:: Text passage

After a 2-year long trial, court dismissed the complaint against Priya Ramani and found no merit for criminal defamation. While deciding so court heavily relied on the point that M.J. Akbar is not a man of ‘stellar reputation’ as he claims, for several women have called him out for sexual assault. In the judgment the court held that, “ the attack on the character of sex abuser or offender by sex abuse victim, is the reaction of self defence after the mental trauma suffered by the victim regarding the shame attached with the crime committed against her. The woman cannot be punished for raising voice against the sex abuse on the pretext of criminal complaint of defamation as the right of reputation cannot be protected at the cost of the right of life and dignity of woman as guaranteed in Indian Constitution under article 21 and right of equality before law and equal protection of law as guaranteed under article 14 of the Constitution. The woman has a right to put her grievance at any platform of her choice and even after decades”, and that an act of sexual harassment is not limited to physical assault.
In doing so the court has dealt with two arguments commonly used to stifle the complaints of victims – why didn’t they raise their voice at the time of the incident and why did they choose to go public in the social media when there are legal remedies available to them.
However, it must be noted that this was a case of criminal defamation and not sexual harassment in particular. In cases of sexual harassment judgments have watered down the interpretation of law and set dangerous precedents. For instance, in Mahmood Farooqui v. State (GNCT of Delhi) the court held that a feeble ‘No’ can not be held as denial of consent. The High Court overturned a lower court order stating “[…] if it was without the consent of the prosecutrix, whether the appellant could discern/understand the same”. These vague expansions of what is consent and how is it to be understood and obtained is based on the dominant masculine notions of pleasure which lead to cases of sexual violence being eroticised during the trial and used for the advantage of the perpetrator.
Judgment in the Priya Ramani case also makes one ponder whether the court would have reached the same conclusion if Akbar could prove that he was a man of stellar reputation? That his image was being tarnished because of the allegations brought by Priya Ramani? What would have happened if Priya Ramani’s case was an exclusive one and there were no other allegations against M.J. Akbar? And most importantly, why did the court admit the case in the first place when it was clear that M.J. Akbar had moved court to set an example through this case for all other women who had started speaking against his predatory behaviour and silence them. By allowing this trial to continue for 2 years did the court not allow the abuse of judicial process by a powerful man?

::::

What you have to do: Transcribe the passage on the Priya Ramani defamation ruling word for word, between "In doing so" and "available to them.", inclusive.

:: Dataset rows

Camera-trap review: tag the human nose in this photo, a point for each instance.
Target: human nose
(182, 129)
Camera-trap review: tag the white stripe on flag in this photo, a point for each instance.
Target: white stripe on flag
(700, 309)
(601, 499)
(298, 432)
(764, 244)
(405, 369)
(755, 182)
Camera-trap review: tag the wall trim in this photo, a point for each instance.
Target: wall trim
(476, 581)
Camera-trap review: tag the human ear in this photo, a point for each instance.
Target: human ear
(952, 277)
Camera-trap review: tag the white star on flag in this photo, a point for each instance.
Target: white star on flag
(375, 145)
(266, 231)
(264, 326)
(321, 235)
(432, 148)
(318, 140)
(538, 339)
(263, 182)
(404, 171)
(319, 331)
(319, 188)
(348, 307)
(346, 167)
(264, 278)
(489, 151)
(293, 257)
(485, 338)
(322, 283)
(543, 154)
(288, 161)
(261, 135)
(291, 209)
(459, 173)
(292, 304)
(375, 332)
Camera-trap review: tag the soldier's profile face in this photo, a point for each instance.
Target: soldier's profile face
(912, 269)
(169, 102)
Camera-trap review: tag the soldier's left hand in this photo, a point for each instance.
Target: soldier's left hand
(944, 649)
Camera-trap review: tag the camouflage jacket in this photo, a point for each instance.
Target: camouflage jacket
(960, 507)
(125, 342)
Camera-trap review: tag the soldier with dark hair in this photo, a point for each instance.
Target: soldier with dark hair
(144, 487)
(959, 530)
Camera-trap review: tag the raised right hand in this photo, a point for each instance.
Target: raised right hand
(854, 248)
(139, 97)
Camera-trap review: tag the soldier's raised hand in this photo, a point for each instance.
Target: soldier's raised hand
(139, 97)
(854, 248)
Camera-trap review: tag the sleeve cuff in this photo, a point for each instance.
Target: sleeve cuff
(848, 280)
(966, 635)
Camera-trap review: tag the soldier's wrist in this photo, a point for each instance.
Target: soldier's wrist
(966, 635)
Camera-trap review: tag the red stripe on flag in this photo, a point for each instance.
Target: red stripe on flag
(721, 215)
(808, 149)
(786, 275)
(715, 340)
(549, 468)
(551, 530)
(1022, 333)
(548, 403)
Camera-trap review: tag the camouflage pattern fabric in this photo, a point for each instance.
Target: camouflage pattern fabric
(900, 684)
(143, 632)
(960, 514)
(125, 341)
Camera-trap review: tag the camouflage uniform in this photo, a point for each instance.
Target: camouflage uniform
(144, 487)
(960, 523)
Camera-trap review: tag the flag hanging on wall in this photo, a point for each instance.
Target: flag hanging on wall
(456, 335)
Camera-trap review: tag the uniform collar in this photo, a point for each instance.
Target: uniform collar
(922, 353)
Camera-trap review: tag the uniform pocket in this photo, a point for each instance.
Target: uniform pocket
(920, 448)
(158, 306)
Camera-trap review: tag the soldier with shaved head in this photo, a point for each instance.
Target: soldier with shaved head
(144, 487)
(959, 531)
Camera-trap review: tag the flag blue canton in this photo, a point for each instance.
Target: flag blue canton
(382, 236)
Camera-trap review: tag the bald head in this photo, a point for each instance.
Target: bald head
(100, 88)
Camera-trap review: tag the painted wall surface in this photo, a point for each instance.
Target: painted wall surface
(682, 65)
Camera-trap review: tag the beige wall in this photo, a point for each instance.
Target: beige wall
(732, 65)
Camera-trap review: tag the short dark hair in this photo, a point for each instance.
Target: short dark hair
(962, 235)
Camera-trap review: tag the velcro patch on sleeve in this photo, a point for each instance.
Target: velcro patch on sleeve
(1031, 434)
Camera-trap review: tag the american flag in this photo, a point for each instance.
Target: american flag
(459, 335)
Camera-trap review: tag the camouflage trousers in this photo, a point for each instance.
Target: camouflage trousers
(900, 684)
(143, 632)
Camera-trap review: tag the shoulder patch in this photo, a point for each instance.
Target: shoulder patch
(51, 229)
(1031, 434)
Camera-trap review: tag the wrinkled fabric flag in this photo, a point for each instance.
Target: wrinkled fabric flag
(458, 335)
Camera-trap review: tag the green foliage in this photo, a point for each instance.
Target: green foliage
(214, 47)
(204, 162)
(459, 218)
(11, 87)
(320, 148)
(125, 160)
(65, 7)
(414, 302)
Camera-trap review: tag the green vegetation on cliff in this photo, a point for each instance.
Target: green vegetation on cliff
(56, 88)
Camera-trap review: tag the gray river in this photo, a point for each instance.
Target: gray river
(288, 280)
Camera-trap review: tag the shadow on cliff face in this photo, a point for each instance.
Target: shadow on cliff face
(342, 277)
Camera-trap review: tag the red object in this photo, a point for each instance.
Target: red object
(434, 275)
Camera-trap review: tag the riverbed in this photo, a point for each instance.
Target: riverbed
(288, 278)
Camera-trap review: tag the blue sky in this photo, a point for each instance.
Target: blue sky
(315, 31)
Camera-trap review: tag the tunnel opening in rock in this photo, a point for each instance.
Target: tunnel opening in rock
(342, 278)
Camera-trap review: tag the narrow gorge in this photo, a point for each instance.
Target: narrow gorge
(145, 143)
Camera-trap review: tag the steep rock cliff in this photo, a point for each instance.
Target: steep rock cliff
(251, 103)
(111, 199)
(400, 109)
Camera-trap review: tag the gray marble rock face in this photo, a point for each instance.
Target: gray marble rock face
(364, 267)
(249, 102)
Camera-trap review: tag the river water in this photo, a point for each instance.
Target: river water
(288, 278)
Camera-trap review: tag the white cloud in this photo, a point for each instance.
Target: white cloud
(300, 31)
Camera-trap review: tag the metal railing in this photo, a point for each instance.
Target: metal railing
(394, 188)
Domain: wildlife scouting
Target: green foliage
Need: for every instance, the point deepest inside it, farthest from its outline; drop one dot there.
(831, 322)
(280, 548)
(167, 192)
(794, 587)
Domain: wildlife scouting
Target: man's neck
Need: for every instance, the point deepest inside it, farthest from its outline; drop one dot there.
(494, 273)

::::

Correct output:
In doing so the court has dealt with two arguments commonly used to stifle the complaints of victims – why didn’t they raise their voice at the time of the incident and why did they choose to go public in the social media when there are legal remedies available to them.